- **DIRECTIVE**
Copy every line of the records, requests included, from the line that contains "Practice step: locate the shallow" through the end, and shift each point by adding 59 to both of its coordinates.

- **PROVIDED DATA**
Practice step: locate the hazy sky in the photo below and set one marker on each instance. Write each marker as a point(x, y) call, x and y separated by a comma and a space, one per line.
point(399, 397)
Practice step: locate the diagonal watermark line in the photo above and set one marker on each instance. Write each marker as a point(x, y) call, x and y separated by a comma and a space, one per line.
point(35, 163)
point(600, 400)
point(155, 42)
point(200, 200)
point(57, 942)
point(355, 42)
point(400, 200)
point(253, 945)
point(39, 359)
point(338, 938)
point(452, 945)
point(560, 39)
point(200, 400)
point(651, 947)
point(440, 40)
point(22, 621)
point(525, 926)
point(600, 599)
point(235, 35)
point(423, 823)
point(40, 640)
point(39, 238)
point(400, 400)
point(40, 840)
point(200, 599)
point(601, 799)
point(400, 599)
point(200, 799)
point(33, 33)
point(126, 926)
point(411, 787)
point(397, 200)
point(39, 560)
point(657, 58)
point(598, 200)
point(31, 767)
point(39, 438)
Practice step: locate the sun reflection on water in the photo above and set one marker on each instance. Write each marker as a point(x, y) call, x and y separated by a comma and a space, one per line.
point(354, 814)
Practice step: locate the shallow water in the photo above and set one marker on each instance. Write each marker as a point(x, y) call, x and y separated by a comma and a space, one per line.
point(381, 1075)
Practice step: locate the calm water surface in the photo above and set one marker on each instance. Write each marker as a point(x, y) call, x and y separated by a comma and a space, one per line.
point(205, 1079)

- **SOLUTION**
Practice step: locate the shallow water in the photo above and set one marker on each instance. Write each marker as a point(x, y) call, x and y separated by a comma and a space, one per line.
point(440, 1134)
Practice step: locate the calm water surface in the photo above and set one marker on each instance. Write each marker as a point(x, y) call, x and y separated by a comma and a space, one per line.
point(264, 1138)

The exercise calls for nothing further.